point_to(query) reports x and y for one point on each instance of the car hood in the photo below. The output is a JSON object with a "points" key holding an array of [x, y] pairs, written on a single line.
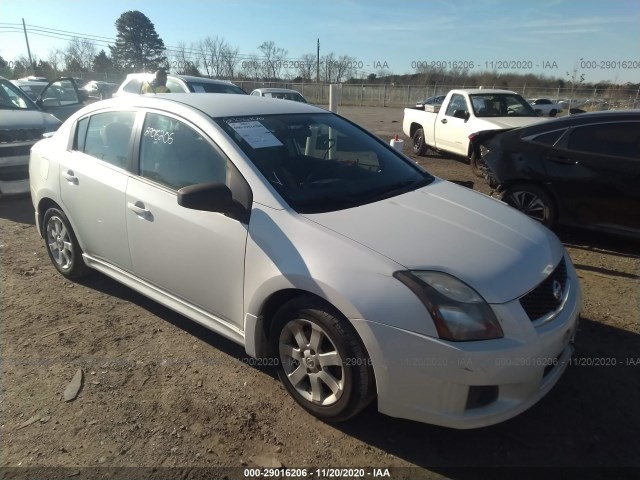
{"points": [[494, 248], [22, 119]]}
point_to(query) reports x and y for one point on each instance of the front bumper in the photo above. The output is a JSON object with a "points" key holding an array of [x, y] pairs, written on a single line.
{"points": [[470, 384]]}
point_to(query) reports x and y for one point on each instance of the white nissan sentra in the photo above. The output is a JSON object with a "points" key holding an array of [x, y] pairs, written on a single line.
{"points": [[309, 241]]}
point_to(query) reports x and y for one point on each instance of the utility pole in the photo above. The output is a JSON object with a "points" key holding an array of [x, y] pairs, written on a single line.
{"points": [[33, 68], [318, 64]]}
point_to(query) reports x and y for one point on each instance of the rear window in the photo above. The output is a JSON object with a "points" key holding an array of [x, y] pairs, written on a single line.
{"points": [[621, 139]]}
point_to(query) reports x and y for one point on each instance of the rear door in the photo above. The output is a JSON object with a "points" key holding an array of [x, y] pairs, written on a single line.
{"points": [[595, 170], [194, 255], [93, 180]]}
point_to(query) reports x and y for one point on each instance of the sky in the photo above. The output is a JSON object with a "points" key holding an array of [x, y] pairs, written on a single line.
{"points": [[597, 38]]}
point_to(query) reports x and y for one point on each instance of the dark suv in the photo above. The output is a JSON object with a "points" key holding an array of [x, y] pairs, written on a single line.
{"points": [[581, 170]]}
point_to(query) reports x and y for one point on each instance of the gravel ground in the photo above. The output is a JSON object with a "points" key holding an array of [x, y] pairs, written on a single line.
{"points": [[161, 392]]}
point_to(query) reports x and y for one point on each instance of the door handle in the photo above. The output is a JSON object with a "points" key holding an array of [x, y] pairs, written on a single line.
{"points": [[70, 177], [139, 209], [561, 160]]}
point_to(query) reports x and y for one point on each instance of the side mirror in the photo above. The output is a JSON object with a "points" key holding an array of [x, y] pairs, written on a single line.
{"points": [[461, 114], [212, 197]]}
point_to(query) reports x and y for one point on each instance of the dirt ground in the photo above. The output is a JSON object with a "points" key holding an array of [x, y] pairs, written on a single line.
{"points": [[161, 392]]}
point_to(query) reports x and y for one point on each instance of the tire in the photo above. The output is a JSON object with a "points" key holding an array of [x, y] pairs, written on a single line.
{"points": [[417, 143], [478, 167], [321, 360], [533, 201], [62, 245]]}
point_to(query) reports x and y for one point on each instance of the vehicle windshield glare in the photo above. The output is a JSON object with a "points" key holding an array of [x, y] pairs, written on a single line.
{"points": [[501, 105], [12, 98], [321, 162]]}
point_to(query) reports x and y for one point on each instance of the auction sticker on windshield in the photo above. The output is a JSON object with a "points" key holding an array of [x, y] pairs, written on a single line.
{"points": [[255, 134]]}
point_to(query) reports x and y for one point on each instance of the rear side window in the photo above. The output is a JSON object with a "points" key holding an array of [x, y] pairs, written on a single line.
{"points": [[106, 136], [134, 86], [621, 139], [548, 138]]}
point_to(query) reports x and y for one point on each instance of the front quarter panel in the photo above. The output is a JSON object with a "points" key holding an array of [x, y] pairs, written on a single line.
{"points": [[286, 251]]}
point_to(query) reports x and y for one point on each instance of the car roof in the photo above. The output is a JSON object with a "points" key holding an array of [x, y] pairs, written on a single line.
{"points": [[215, 104], [186, 78], [276, 90]]}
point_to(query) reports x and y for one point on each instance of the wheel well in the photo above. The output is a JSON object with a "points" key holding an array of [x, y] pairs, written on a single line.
{"points": [[278, 299], [543, 186], [44, 205]]}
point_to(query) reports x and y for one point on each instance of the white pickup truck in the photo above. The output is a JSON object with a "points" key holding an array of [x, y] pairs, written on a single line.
{"points": [[464, 112]]}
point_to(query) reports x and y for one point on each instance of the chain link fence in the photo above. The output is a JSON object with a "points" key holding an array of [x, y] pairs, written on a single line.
{"points": [[377, 95]]}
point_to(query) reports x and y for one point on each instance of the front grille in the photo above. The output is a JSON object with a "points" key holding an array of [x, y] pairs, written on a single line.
{"points": [[544, 300], [10, 150], [9, 135]]}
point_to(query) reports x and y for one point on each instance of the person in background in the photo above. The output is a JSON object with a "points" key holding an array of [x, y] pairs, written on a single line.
{"points": [[158, 84]]}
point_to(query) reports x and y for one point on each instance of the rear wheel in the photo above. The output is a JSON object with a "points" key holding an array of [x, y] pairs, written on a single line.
{"points": [[533, 201], [321, 360], [62, 246], [417, 142]]}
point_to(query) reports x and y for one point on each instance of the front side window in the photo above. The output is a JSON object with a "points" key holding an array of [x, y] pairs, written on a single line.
{"points": [[621, 139], [320, 162], [106, 136], [176, 155], [457, 103], [501, 105]]}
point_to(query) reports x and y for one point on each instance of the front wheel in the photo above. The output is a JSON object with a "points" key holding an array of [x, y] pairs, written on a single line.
{"points": [[62, 246], [417, 142], [478, 167], [533, 201], [321, 361]]}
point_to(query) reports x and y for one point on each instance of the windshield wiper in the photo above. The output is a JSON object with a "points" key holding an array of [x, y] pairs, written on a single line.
{"points": [[397, 188]]}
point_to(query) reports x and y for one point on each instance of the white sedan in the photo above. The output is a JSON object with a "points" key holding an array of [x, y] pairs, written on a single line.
{"points": [[544, 106], [313, 243]]}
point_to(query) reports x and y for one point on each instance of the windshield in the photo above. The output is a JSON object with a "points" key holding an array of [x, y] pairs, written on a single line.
{"points": [[501, 105], [321, 162], [12, 98]]}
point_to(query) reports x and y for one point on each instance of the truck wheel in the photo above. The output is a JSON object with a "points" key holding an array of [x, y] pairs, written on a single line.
{"points": [[533, 201], [417, 142]]}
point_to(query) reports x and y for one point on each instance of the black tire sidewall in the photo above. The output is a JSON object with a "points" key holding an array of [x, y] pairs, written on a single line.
{"points": [[551, 213], [78, 267], [358, 374]]}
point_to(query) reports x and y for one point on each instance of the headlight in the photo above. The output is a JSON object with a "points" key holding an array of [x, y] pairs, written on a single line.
{"points": [[459, 312]]}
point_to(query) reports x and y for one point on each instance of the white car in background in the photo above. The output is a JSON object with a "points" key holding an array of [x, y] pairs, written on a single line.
{"points": [[314, 244], [544, 106]]}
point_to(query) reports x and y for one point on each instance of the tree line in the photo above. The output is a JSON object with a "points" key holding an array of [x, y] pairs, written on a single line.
{"points": [[138, 48]]}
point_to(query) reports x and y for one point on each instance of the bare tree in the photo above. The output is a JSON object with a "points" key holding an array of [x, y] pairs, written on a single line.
{"points": [[79, 55], [230, 59], [307, 66], [273, 59]]}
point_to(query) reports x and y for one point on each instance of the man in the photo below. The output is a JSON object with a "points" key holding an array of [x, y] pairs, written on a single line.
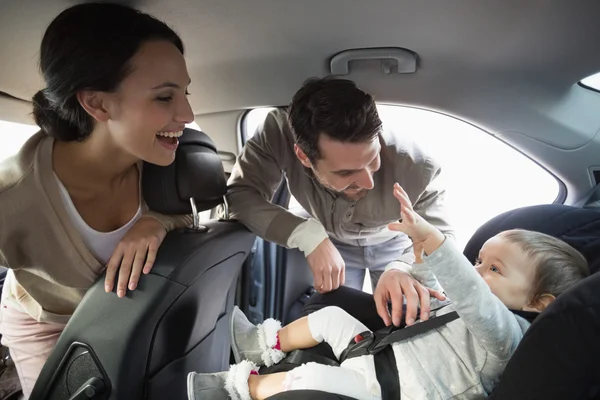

• _AIM OF THE TASK_:
Output every record above exactly as written, but skip the pictures.

• _RESPONSE BOX_:
point_to(query) reports x and y for one point on each instance of the car hood in the photo below. The output is a JSON object with a "points" key holding an array of [x, y] pairs, written on a single line.
{"points": [[494, 248], [22, 119]]}
point_to(query) reports x and y for one point on each instance of the front bumper in the photo above. The output is a JSON object with a "points" key holding an array of [x, y] pairs, written on a single line.
{"points": [[470, 384]]}
point_to(query) reports x and y for one point on each instance of the white nissan sentra in the photo above. The output is a JSON object with a "points" key holding an array of [x, y] pairs, written on a single line.
{"points": [[309, 241]]}
point_to(query) reports x and y for one point on each instance of the utility pole in the photo above. The output is a JSON object with a "points" key holding an array of [x, y] pairs, written on a single line.
{"points": [[33, 68], [318, 64]]}
point_to(query) reports x and y for one point on each instance of the rear window in the photo above. The output is a JSON object with a "points" key holding an array of [x, y] pairs, written on a single line.
{"points": [[621, 139]]}
point_to(query) reports x and y for one point on each instance of the rear door in the photo above. The output is a JSON object with a "points" key holding an array of [x, y] pairs, written on a single line.
{"points": [[595, 170], [194, 255], [93, 180]]}
point_to(query) reports x and y for one point on each instance of the sky in the photo above. The output is a JSON object with a "points" key holding an array of [x, y] pairs, written on a single line.
{"points": [[597, 38]]}
point_to(query) reports x and y for one point on each instance of the dark suv in the photo above. The output is a JSON object with a "points" key holding an array of [x, y] pairs, written on a single line.
{"points": [[581, 170]]}
point_to(query) reports x and y for one point on each instance of the gravel ground in the photo above. The output is a JSON object with a "points" key holding an array of [x, y] pairs, written on a single line.
{"points": [[161, 392]]}
point_to(query) reports x and y for one point on each instance of the door handle in the photo above. The output is a JSON object with a "points" key holding an array of [x, y] pairs, written on a single line.
{"points": [[70, 177], [139, 209], [561, 160]]}
point_to(query) reports x and y for one point on each instance of the side mirror in the photo above. The output is a JSON object with a "points" key holding an array of [x, y] pairs, written on a single line.
{"points": [[461, 114], [212, 197]]}
point_to(query) reports x and y for one point on each instance of the dirt ground in the photo above. The output is a JSON object with a "points" key holding an array of [x, y] pairs, written on a single line.
{"points": [[161, 392]]}
point_to(query) reports x and y for one point on each instance of the tire in the photo above. The output is a JSON object with a "points" key holding an array of [x, y] pairs, written on a single line.
{"points": [[417, 143], [478, 167], [321, 360], [533, 201], [62, 245]]}
point_to(query) reports x and y for one point on each instance of the vehicle windshield glare in the photo above. The output is a JSON object with a "points" key holding an array of [x, y] pairs, written on a single line.
{"points": [[501, 105], [12, 98], [321, 162]]}
point_to(query) reports x and y for one point on each instance of the auction sticker on windshield in the photo above. The output is a JSON object with a "points" key holding an array of [x, y] pairs, written on a single line.
{"points": [[255, 134]]}
point_to(query) reports x and y for one point on each instance of the rear side window in the photo above. The output is a JSON object with a "points" key holding an array of [x, y] pairs, written on a single line.
{"points": [[106, 136], [134, 86], [621, 139], [548, 138]]}
point_to(query) reports x and y for one point on each instance of the front quarter panel in the photo above. The output is a JSON object with a "points" key holding an array of [x, y] pairs, written on a single line.
{"points": [[286, 251]]}
point_to(query) reports x and y for one point on each instance of the car roof in the photo above. The output is a JSON object with a "points" key holding an array of [x, y] pairs, written on a single line.
{"points": [[215, 104], [186, 78], [276, 90]]}
point_to(query) reports x and y for one point on each instance of the wheel well in the photo above. The output is a JSON object with a "points" key holding an array of [x, y] pairs, written on a single line.
{"points": [[278, 299], [543, 186], [44, 205]]}
point_to(query) reports x and y for one point on each instance of the white pickup truck in the photo above. The output is a JSON object with a "points" key holding an array of [x, y] pairs, written on a single line.
{"points": [[464, 112]]}
point_to(query) reports x and y for one point on each instance of the chain link fence in the photo above. The output is a JSON object with a "points" key holding an array of [x, y] pairs, written on a single line.
{"points": [[377, 95]]}
point_to(query) reports x and y for one point on each instance of the front grille in the photo above. The output is a JSON object with a "points" key holding an array of [x, y] pairs, written on a single line.
{"points": [[544, 300], [10, 150], [9, 135]]}
point_to(query) reports x and y for one point on each instance of the person in background in the photo above. The output is a JSON object with a "points" key holding an array of [x, y] pairs, written on a single line.
{"points": [[158, 84]]}
point_to(query) reports x and y for one point on each instance of the rear wheel in the photo above. The output is a JSON object with a "points" key holding an array of [x, y] pairs, written on a single line.
{"points": [[533, 201], [321, 360], [62, 246], [417, 142]]}
point_to(query) reports x and y for one point on each instance of the front side window in the photo above. The output is a JSON object with a "points" key holding an array of [x, y] pairs, written on a single line.
{"points": [[621, 139], [320, 162], [106, 136], [176, 155], [457, 103], [501, 105]]}
point_to(query) reports x and y for one point on each instance of the front wheel in the photo above. The output is a JSON object with a "points" key holding an array of [x, y] pairs, written on a single line.
{"points": [[62, 246], [417, 142], [478, 167], [533, 201], [321, 361]]}
point_to(query) reports x and y for one point on each instance of the windshield wiper in the photo above. The output is a JSON object with a "points" key holding an array of [x, y] pairs, written on a single line.
{"points": [[397, 188]]}
point_to(query) reports x and y for one point on each instance of the white sedan in the photo above. The output is a JSON object with a "points" key holding an array of [x, y] pairs, written on a single line.
{"points": [[544, 106], [313, 243]]}
point_to(query) reports x and y for one point on each instance of the windshield in the photo above. The output is a JSON object with a "points" key holding an array of [x, y] pairs, written on a single line.
{"points": [[501, 105], [321, 162], [12, 98]]}
point_to(query) reports x and y for one point on each instance of the truck wheel in the photo above. The output is a JSON object with a "points" key holding an array of [x, y] pairs, written on a single line.
{"points": [[533, 201], [417, 142]]}
point_to(query) reports x and y for one point on each instance of the black tire sidewall in the photo above. The output is a JSON object with a "points" key holding an array of [x, y] pairs, written on a single line.
{"points": [[551, 213], [78, 267], [358, 374]]}
point_to(query) reports x and y for one point on each instance of the headlight in the photo above. The output is a JSON object with a "points" key holding an array of [x, y] pairs, written on a single line.
{"points": [[459, 312]]}
point_to(query) reports x and y for one point on each instance of the white car in background in the photo above. The output is a JSON object with a "points" key holding an array of [x, y] pairs, written on a single line.
{"points": [[314, 244], [544, 106]]}
point_to(query) reports x and y for one point on each instance of the tree line in the photo above. The output is a JSON object with a "points" key holding an array of [x, y] pairs, written on a single line.
{"points": [[138, 48]]}
point_to(query) reports x and y for one point on each instance of the bare tree in the photo above. The output is a JSON object with a "points" key holding an array of [x, y] pairs, written on a single line.
{"points": [[79, 55], [230, 59], [307, 66], [273, 59]]}
point_to(query) reports x and y for one point on each instance of the man in the photo below. The output is a JSON object with a "points" key holding an array of [x, y] pairs, written on a single line.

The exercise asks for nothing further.